## Short exercise
Put the stretch of the listing below, from the line containing "Can you see the woman's face" through the line containing "column 721, row 187", into a JSON list of strings, one string per line, leaving out any blank lines.
☆ ☆ ☆
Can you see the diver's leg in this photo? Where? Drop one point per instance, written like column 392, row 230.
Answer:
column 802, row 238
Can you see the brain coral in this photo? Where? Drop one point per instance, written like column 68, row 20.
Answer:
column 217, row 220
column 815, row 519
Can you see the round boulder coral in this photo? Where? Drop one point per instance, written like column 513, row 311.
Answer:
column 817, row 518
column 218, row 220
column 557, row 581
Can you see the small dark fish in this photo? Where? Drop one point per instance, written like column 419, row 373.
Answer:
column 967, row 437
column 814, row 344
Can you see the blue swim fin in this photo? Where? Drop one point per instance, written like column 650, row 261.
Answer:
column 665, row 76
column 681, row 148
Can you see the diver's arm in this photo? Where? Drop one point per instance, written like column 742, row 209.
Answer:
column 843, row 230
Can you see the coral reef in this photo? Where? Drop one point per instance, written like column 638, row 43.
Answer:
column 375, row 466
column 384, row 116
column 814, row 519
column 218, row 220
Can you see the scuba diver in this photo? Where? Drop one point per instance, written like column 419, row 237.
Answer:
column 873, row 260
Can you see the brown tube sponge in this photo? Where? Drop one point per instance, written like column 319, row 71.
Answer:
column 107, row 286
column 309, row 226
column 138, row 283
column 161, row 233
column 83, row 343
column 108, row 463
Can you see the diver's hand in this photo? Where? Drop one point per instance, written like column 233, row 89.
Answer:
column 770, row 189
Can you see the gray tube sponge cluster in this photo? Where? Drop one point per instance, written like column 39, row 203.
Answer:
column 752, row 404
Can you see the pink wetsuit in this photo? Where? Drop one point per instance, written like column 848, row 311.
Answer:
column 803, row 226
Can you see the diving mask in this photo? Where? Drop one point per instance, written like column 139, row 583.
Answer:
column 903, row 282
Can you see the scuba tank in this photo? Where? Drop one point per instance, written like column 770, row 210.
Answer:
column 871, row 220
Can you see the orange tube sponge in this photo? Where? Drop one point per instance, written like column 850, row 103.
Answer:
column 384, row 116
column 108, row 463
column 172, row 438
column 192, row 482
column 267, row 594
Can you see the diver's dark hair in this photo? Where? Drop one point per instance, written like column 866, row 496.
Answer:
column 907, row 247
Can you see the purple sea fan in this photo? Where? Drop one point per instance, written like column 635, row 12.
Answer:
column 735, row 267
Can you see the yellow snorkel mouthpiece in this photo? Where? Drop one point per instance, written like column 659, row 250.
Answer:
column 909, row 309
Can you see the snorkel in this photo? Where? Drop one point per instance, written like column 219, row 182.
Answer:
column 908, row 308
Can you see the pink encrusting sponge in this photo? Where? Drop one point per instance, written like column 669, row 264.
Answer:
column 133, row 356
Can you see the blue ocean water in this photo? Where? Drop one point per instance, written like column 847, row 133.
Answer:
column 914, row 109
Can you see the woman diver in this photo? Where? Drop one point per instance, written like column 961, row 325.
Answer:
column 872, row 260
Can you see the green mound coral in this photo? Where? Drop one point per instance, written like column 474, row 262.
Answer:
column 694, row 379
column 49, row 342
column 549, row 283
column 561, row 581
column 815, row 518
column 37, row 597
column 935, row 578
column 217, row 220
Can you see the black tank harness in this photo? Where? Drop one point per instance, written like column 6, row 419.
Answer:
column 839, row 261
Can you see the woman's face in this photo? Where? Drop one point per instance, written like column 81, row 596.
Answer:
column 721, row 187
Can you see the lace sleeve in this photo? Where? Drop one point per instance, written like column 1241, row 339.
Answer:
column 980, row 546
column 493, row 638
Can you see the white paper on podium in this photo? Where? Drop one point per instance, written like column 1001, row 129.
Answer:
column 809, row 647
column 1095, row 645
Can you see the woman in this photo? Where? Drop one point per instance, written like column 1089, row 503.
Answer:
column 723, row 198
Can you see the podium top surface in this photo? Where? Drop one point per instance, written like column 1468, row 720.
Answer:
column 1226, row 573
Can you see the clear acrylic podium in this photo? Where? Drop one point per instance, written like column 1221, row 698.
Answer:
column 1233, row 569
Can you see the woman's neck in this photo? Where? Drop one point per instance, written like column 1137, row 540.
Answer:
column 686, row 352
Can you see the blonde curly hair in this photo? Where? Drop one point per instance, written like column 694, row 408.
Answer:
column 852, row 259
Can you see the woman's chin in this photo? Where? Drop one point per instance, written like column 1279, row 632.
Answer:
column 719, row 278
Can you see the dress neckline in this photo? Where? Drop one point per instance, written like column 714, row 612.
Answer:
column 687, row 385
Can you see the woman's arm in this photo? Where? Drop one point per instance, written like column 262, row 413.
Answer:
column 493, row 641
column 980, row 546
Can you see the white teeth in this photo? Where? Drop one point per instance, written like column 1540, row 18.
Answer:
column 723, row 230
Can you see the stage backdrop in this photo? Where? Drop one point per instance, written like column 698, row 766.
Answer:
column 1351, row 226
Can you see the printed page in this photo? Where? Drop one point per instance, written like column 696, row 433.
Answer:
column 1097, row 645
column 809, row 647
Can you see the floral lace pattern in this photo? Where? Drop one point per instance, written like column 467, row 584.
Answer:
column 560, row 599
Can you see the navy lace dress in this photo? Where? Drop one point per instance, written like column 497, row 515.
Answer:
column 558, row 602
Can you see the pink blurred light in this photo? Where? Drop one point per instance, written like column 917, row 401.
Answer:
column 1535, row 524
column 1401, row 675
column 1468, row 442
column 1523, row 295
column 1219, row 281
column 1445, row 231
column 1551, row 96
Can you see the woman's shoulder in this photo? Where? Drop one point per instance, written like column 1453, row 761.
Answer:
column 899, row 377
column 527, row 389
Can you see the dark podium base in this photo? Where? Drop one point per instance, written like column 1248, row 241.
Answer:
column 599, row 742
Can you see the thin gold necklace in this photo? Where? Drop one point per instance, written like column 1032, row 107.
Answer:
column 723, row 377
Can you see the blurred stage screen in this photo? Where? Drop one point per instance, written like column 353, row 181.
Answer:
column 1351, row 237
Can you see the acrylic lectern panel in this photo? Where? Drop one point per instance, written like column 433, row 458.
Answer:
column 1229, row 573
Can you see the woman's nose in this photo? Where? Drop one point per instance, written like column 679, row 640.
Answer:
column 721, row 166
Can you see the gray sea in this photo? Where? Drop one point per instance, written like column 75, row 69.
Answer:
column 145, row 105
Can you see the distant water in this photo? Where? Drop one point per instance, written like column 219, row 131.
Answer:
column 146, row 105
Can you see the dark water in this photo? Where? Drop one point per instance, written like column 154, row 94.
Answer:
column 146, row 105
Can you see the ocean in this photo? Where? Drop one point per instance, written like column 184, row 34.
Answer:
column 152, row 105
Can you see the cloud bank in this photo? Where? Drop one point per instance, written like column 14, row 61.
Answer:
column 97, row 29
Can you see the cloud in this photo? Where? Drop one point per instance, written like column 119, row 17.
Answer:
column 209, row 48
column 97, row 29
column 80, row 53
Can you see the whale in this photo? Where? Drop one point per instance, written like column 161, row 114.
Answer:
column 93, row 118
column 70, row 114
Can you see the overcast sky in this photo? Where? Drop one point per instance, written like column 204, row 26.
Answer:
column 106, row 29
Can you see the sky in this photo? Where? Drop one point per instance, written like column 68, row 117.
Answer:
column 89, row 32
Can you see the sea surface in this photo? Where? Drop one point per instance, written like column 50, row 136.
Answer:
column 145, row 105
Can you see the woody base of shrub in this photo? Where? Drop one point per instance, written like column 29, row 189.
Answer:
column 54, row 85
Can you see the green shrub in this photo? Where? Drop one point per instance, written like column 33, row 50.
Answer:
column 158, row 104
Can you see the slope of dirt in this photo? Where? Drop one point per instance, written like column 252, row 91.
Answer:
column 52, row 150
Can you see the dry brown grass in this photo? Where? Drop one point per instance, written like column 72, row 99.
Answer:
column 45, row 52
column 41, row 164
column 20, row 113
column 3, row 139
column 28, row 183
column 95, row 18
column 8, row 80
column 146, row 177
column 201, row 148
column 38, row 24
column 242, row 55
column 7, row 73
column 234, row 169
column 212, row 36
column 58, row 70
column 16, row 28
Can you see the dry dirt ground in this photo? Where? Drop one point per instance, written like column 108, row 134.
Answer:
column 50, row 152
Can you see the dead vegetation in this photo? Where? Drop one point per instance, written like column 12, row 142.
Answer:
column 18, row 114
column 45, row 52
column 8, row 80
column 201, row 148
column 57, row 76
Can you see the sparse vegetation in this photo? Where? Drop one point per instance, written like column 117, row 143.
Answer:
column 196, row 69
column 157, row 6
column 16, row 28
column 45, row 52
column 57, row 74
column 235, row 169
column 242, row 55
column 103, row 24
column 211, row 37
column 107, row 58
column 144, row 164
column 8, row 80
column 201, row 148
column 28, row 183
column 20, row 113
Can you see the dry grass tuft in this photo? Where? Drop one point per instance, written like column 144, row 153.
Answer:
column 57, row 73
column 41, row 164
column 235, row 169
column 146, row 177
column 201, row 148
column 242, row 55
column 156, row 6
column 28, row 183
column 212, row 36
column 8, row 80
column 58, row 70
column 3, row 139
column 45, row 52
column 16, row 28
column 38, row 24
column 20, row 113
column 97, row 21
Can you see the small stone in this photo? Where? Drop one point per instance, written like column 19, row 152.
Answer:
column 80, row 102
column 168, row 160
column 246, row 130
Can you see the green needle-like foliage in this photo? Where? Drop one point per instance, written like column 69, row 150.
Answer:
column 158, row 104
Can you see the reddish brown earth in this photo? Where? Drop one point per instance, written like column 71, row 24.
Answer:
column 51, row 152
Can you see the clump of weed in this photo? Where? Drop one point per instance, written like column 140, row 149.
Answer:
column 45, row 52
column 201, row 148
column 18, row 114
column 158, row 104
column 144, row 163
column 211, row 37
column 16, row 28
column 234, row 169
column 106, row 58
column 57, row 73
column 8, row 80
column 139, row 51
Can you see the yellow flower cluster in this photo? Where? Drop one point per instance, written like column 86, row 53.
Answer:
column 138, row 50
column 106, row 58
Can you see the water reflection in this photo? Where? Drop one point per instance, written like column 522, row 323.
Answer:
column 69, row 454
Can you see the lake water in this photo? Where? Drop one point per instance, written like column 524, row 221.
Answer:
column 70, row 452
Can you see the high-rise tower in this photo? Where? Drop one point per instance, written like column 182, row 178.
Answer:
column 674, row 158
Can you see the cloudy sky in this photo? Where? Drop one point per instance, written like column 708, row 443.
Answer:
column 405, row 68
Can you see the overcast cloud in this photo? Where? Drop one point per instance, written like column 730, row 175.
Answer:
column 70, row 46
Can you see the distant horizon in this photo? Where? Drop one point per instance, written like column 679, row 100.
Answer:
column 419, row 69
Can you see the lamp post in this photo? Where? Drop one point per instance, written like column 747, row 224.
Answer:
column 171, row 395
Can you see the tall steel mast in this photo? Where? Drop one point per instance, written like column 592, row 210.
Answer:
☆ ☆ ☆
## Exercise result
[
  "Can you see the woman's face in this photo? Where? Drop one point per instance, written like column 81, row 596.",
  "Answer:",
  "column 721, row 187"
]